===== Information supplied

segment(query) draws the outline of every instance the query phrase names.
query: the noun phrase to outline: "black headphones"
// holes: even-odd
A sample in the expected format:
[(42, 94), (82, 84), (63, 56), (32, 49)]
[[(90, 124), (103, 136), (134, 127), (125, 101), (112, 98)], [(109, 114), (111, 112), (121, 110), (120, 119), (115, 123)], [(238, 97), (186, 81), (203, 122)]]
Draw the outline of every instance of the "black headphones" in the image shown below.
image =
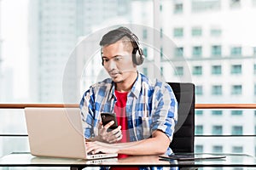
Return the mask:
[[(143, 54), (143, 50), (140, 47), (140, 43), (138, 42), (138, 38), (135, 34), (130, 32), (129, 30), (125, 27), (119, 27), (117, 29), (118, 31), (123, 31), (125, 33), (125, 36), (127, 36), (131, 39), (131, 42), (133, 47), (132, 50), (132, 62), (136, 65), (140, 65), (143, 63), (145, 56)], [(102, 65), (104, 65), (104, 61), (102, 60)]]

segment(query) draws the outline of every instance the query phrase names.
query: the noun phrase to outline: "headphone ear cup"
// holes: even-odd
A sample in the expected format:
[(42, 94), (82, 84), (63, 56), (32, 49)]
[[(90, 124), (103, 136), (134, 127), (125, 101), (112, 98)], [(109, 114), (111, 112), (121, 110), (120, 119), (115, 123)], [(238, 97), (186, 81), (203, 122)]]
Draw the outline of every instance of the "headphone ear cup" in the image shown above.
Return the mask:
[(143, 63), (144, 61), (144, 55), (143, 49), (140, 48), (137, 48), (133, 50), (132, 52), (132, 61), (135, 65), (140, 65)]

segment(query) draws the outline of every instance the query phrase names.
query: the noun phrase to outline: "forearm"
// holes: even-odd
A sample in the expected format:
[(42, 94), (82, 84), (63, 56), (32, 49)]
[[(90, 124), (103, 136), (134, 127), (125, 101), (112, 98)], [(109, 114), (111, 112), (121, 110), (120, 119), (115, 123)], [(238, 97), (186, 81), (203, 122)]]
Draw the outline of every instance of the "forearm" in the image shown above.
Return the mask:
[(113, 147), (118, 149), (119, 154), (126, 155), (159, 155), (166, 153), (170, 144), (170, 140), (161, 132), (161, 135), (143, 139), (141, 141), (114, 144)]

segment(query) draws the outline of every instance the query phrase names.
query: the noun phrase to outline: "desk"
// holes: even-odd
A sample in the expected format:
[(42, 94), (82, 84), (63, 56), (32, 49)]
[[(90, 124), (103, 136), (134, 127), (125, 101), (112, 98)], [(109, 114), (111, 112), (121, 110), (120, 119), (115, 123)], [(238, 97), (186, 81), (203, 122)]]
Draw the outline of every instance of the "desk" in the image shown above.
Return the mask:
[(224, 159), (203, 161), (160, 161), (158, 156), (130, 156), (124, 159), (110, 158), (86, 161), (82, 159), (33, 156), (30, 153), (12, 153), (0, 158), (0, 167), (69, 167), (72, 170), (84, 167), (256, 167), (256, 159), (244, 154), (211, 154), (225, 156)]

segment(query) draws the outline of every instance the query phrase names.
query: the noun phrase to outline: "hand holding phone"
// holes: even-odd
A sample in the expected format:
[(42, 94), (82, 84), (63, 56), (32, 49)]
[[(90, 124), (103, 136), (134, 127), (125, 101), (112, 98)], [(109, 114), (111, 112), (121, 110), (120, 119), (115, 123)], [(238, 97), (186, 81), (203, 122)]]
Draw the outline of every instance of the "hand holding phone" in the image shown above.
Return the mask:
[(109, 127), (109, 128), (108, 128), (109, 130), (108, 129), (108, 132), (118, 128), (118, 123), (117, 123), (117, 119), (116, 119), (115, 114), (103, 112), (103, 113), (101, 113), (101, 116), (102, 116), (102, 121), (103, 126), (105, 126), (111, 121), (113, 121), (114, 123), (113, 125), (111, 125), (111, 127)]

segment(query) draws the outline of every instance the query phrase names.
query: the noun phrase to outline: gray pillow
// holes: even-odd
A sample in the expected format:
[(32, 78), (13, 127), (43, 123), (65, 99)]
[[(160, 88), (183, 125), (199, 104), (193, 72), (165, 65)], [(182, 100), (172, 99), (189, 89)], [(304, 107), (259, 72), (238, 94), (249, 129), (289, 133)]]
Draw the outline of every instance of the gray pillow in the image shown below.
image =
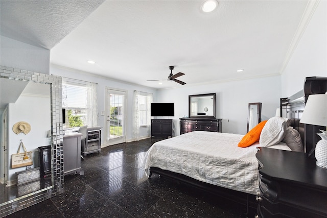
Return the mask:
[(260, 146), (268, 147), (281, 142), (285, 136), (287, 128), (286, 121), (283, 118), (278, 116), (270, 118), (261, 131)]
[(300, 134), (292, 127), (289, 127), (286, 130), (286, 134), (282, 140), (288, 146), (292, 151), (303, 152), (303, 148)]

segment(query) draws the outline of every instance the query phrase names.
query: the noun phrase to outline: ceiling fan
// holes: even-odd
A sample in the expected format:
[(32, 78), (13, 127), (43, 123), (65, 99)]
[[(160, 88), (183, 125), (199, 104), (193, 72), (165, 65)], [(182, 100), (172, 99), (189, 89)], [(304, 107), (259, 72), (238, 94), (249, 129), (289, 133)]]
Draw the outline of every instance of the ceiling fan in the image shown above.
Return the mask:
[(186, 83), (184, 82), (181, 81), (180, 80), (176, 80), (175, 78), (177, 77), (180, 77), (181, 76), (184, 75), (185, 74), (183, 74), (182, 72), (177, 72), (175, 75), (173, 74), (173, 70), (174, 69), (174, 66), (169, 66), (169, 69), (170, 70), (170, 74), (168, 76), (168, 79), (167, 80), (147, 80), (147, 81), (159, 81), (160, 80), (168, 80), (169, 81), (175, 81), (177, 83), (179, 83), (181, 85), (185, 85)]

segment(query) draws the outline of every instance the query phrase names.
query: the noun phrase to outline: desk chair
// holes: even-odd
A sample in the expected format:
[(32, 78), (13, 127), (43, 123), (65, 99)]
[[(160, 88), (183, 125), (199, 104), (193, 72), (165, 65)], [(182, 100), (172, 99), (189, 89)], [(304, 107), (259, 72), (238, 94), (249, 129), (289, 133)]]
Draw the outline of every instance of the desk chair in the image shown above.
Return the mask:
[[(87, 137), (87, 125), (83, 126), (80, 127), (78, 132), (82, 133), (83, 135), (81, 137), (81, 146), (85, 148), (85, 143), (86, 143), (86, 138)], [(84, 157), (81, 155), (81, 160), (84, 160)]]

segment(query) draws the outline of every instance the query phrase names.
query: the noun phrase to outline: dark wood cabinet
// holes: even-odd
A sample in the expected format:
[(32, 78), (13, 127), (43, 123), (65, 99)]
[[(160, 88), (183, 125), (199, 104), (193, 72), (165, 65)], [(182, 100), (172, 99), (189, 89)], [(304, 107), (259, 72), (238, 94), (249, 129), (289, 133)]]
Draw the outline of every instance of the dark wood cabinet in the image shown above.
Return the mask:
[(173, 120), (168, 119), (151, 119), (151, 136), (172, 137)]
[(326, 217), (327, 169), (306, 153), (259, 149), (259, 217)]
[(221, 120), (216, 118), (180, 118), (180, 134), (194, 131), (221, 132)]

==========
===== Information supplied

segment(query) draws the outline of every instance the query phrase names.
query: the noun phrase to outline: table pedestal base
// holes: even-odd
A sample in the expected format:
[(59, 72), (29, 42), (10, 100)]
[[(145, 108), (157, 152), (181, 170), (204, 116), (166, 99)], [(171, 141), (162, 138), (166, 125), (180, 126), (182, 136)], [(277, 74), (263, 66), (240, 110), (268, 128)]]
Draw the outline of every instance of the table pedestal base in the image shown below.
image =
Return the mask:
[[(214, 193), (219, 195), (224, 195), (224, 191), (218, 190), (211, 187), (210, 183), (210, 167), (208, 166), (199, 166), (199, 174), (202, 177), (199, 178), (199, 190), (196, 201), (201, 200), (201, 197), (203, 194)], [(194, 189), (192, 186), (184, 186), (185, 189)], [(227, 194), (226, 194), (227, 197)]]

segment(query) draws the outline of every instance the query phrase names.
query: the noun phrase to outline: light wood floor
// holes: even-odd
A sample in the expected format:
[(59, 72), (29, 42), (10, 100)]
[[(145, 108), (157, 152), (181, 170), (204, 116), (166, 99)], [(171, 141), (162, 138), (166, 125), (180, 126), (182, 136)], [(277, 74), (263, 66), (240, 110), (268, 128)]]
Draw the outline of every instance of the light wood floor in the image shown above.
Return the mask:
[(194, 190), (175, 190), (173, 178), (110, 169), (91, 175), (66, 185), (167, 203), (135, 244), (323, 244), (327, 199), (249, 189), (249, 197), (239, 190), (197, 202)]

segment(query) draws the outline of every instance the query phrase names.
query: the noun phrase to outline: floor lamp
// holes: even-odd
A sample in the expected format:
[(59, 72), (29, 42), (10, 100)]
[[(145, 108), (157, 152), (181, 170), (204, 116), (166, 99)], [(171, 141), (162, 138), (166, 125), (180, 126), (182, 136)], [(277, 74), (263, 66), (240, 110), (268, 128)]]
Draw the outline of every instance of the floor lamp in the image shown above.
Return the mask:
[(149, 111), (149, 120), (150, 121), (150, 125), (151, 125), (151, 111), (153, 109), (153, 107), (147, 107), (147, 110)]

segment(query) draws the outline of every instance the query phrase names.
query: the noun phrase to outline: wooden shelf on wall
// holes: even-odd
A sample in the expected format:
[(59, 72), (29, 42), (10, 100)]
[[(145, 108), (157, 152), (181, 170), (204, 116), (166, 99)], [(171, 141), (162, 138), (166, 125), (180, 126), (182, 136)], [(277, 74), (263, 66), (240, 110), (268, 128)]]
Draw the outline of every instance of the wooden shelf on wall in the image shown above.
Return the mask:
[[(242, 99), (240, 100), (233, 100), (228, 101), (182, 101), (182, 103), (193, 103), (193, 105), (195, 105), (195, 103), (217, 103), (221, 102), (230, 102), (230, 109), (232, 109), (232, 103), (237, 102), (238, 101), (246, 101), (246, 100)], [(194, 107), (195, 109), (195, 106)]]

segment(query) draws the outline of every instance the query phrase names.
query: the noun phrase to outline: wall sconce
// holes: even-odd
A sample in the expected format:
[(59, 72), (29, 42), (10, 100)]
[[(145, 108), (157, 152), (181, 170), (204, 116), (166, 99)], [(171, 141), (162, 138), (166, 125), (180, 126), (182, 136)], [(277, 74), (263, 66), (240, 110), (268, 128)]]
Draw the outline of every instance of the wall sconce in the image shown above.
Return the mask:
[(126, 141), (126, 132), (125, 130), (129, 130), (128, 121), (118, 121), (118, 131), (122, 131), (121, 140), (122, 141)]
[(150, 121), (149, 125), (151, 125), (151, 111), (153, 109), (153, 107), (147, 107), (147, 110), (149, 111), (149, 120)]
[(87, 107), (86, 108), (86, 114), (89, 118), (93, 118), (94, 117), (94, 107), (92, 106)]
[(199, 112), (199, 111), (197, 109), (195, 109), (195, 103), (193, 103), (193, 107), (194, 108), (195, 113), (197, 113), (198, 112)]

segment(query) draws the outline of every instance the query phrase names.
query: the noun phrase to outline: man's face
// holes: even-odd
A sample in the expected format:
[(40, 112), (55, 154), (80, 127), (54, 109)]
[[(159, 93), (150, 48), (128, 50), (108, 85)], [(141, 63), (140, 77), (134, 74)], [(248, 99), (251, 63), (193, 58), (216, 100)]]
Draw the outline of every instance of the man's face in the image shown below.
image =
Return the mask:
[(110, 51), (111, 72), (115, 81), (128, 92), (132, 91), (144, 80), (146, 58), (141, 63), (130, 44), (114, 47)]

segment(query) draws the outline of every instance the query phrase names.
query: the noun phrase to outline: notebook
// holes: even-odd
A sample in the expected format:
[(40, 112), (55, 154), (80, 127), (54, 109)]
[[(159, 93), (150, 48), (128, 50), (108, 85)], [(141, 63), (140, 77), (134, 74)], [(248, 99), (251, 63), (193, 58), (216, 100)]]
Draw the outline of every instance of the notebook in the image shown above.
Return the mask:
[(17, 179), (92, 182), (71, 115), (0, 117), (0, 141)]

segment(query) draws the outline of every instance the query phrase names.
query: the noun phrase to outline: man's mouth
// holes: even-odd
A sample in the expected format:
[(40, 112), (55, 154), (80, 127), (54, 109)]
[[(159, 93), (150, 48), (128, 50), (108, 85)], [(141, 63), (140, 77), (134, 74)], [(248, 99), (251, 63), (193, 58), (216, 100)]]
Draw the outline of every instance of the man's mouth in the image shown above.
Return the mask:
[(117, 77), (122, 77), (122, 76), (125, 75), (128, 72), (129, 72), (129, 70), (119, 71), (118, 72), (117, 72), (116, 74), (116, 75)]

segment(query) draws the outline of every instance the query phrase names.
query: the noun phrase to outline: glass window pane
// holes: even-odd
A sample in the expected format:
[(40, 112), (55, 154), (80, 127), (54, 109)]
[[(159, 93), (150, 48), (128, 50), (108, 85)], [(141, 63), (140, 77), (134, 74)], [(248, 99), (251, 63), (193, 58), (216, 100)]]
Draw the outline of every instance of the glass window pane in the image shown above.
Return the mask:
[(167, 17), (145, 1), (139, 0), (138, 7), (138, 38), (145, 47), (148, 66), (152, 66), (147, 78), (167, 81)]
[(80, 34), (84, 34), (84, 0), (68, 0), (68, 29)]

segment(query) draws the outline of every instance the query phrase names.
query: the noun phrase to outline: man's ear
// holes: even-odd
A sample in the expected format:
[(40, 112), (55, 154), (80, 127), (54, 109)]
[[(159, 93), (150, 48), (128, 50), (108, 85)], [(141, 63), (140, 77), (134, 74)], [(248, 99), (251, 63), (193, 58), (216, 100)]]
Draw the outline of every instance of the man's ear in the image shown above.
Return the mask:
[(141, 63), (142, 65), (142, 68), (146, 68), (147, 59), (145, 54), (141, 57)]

==========
===== Information supplied

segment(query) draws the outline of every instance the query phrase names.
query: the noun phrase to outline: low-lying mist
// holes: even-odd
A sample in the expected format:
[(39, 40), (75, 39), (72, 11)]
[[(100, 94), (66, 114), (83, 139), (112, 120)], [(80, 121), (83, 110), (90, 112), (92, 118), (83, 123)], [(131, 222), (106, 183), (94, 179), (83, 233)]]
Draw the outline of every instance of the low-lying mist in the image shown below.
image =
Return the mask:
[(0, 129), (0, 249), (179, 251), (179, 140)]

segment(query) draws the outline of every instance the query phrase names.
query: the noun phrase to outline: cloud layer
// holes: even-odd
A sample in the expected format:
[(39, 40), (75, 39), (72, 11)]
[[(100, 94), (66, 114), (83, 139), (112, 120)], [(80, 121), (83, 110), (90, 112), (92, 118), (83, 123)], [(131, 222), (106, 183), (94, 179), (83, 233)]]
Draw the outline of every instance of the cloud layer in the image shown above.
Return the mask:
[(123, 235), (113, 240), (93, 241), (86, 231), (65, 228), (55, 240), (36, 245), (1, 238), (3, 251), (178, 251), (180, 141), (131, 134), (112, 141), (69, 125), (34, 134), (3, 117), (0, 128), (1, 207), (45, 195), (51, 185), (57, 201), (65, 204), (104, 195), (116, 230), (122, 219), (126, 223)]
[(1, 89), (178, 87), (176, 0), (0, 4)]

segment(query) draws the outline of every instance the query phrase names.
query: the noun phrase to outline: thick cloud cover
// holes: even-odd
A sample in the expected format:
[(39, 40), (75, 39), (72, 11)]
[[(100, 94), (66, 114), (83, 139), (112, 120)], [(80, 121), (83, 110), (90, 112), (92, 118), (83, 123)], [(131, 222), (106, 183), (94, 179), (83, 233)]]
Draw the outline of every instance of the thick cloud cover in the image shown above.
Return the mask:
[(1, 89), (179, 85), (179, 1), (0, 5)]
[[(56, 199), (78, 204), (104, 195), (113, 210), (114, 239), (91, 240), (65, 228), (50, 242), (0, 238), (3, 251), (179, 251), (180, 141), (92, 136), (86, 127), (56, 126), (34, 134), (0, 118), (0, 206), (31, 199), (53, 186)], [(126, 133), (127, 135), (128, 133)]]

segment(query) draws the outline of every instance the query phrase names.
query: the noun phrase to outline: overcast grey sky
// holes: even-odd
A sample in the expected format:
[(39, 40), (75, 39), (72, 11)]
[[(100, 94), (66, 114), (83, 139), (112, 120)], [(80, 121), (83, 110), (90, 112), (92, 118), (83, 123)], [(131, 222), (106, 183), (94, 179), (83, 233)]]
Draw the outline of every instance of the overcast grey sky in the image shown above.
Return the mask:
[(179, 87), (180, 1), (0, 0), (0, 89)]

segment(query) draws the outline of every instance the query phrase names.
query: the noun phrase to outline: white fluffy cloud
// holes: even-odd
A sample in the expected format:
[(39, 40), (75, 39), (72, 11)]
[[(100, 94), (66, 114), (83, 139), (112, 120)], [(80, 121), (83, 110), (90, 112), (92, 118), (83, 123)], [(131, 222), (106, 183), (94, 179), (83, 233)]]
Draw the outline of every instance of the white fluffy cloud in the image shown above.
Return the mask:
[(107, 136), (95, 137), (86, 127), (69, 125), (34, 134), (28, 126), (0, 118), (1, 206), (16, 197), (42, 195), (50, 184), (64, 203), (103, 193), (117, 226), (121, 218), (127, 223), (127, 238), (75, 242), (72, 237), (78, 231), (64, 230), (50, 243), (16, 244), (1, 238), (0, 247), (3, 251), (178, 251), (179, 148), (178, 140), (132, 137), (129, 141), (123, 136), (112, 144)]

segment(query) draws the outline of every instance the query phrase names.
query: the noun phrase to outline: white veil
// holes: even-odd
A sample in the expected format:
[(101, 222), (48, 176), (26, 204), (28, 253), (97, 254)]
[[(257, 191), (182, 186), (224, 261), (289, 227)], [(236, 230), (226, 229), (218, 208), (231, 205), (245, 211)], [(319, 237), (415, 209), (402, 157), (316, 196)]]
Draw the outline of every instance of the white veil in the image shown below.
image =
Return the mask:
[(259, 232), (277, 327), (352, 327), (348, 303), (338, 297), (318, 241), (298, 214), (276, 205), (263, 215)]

==========

• [Directions for this task] Collect every line of the data above that contains the word "lying", and reproduce each such line in full.

• [Full answer]
query: the noun phrase to outline: low-lying mist
Draw the outline of every instance of the low-lying mist in the image shown below.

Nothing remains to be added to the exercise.